■ **TASK TO COMPLETE**:
Could you repeat, word for word, every line from the one containing "TARGET: stone pavement" through the final line of the records below, and nothing else?

[Entries from a pointing dataset]
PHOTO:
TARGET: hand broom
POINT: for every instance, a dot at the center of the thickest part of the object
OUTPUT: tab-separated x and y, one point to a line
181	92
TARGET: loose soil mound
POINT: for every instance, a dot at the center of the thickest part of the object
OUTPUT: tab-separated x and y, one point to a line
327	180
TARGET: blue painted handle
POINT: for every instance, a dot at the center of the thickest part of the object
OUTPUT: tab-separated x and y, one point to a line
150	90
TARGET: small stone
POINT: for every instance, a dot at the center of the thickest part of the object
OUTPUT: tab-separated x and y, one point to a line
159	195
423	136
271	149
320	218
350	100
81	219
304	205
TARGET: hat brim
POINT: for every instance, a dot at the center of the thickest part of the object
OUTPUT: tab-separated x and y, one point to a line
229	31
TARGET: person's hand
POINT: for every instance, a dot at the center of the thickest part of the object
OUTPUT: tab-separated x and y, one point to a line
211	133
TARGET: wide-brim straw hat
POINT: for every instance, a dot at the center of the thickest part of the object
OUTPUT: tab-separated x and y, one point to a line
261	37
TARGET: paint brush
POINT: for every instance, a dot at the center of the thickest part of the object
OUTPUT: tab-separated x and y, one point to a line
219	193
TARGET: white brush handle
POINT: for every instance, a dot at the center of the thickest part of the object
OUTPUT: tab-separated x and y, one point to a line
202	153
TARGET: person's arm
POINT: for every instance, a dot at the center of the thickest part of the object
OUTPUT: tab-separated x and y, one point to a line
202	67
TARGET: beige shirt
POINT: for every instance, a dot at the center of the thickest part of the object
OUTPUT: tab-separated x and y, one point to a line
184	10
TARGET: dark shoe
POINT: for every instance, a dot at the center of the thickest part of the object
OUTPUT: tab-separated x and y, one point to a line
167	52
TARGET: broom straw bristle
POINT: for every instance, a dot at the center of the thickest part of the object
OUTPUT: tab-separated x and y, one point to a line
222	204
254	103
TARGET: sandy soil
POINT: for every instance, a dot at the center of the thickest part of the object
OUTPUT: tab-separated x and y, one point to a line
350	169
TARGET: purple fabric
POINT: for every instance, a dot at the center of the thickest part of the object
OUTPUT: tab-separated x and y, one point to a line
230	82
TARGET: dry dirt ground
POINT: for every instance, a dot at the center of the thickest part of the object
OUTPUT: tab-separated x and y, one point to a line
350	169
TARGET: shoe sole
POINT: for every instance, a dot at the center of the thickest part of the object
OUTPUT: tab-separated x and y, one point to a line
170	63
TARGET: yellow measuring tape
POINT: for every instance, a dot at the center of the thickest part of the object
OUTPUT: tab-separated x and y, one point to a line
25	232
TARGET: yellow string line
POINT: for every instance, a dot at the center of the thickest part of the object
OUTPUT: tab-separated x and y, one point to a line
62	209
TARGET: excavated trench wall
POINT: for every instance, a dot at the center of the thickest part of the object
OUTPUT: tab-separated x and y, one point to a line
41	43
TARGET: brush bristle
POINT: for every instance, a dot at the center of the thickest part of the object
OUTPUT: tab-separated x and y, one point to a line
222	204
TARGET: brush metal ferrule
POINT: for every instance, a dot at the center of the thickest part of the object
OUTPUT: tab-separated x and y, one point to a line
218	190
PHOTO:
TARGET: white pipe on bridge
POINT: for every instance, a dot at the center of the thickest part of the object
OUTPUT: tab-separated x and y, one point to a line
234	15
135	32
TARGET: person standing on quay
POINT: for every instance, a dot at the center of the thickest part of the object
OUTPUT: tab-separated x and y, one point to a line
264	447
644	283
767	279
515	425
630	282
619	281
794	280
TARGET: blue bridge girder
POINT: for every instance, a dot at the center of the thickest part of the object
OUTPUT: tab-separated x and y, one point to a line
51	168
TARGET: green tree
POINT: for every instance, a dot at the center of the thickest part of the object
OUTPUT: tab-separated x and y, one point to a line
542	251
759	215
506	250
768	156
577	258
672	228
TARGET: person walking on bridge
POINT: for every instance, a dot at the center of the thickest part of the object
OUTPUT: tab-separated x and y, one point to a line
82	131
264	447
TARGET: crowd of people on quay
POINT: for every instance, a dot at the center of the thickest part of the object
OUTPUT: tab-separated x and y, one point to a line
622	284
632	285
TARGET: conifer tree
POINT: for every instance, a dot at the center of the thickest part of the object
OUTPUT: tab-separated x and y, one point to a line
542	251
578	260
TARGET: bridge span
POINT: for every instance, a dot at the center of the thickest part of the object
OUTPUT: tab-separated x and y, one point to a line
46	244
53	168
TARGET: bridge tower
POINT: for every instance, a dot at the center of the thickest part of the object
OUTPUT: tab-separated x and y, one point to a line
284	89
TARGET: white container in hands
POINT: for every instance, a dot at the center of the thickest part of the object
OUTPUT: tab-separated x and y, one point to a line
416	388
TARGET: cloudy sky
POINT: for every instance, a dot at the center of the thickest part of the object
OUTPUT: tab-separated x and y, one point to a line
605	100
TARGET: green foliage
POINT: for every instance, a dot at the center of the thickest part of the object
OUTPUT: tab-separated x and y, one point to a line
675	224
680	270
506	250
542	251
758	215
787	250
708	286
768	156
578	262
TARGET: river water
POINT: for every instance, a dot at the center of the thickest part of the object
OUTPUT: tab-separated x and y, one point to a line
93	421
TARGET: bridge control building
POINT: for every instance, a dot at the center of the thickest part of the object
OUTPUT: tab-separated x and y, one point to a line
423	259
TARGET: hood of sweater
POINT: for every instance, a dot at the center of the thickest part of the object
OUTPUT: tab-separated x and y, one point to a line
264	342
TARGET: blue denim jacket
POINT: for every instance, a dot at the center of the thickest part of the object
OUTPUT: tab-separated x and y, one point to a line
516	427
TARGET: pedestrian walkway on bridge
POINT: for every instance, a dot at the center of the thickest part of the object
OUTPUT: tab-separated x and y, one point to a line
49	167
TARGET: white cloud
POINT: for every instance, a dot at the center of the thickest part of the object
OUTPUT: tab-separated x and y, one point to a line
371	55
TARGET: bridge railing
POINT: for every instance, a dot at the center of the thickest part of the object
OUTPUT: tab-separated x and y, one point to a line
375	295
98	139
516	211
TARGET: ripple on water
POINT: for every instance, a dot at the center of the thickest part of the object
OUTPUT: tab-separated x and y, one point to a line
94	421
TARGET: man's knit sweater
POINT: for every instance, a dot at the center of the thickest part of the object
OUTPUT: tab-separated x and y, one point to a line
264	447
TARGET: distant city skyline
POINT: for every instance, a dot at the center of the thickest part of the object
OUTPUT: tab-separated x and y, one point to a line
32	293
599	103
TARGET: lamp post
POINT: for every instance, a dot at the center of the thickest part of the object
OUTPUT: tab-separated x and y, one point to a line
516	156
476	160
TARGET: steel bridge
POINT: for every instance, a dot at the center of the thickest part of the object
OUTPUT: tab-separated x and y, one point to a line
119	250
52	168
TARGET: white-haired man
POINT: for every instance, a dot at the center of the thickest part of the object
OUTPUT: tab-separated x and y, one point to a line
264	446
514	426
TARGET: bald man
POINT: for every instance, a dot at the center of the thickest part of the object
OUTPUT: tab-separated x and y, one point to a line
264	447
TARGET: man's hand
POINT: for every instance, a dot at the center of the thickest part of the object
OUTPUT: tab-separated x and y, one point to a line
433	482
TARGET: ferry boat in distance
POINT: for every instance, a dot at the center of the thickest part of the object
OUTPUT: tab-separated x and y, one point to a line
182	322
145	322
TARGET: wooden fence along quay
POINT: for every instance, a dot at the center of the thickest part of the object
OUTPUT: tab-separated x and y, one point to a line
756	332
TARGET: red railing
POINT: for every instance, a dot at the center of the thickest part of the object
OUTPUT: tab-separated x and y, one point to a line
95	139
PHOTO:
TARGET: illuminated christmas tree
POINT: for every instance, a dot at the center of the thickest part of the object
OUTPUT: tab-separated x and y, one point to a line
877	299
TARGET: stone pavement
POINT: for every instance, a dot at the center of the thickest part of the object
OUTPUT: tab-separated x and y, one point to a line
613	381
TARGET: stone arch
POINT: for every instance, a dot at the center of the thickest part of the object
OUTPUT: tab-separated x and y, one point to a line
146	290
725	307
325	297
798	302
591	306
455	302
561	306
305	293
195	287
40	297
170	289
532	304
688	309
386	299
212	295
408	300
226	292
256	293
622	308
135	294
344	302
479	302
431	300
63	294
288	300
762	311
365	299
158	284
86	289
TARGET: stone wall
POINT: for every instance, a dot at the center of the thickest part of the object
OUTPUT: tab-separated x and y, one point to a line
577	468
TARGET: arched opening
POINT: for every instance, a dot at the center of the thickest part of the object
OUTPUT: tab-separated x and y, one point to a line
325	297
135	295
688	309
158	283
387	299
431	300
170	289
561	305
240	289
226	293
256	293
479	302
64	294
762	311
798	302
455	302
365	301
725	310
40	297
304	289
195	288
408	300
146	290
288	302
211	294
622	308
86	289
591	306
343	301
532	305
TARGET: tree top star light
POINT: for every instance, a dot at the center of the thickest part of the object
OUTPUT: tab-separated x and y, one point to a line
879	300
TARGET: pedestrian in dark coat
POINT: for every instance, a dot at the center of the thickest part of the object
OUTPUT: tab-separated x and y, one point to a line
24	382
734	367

■ **THE RESULT**:
TARGET: stone pavement
POINT: for every instance, a dot at the center of the thickest part of the object
OUTPUT: tab-separated x and y, one point to a line
613	381
TARGET: stone arch
POINT: for every instance, a dot at the center of the thickest part of the object
OUTPUT: tab-separated x and y, one point to a line
146	290
725	307
325	297
798	302
591	306
455	302
561	306
305	293
195	287
40	297
170	289
532	304
688	309
386	299
212	295
408	300
226	292
256	293
622	308
135	294
344	302
479	302
431	300
63	294
288	300
762	311
365	299
158	284
86	289
TARGET: stone wall
POINT: for every instance, a dot at the center of the thickest part of the object
OUTPUT: tab-separated x and y, one point to a line
577	468
TARGET: arched opening
POINT: for every instance, a dot at the center of the thickest part of the object
OUTPUT: tab-separated x and y, one point to a line
325	297
135	295
688	309
158	283
387	299
431	300
170	289
561	305
240	289
226	293
256	293
479	302
64	294
762	311
798	302
455	302
365	301
725	310
40	297
304	289
195	288
408	300
146	290
288	302
211	294
622	308
86	289
591	306
343	301
532	305
TARGET: tree top star light
POINT: for every instance, a dot at the center of the thickest part of the object
OUTPUT: tab-separated x and y, one point to a line
879	300
TARGET: pedestrian in dark coat
POINT: for every instance, a dot at the center of the thickest part of the object
OUTPUT: tab-separated x and y, one point to a line
24	382
734	367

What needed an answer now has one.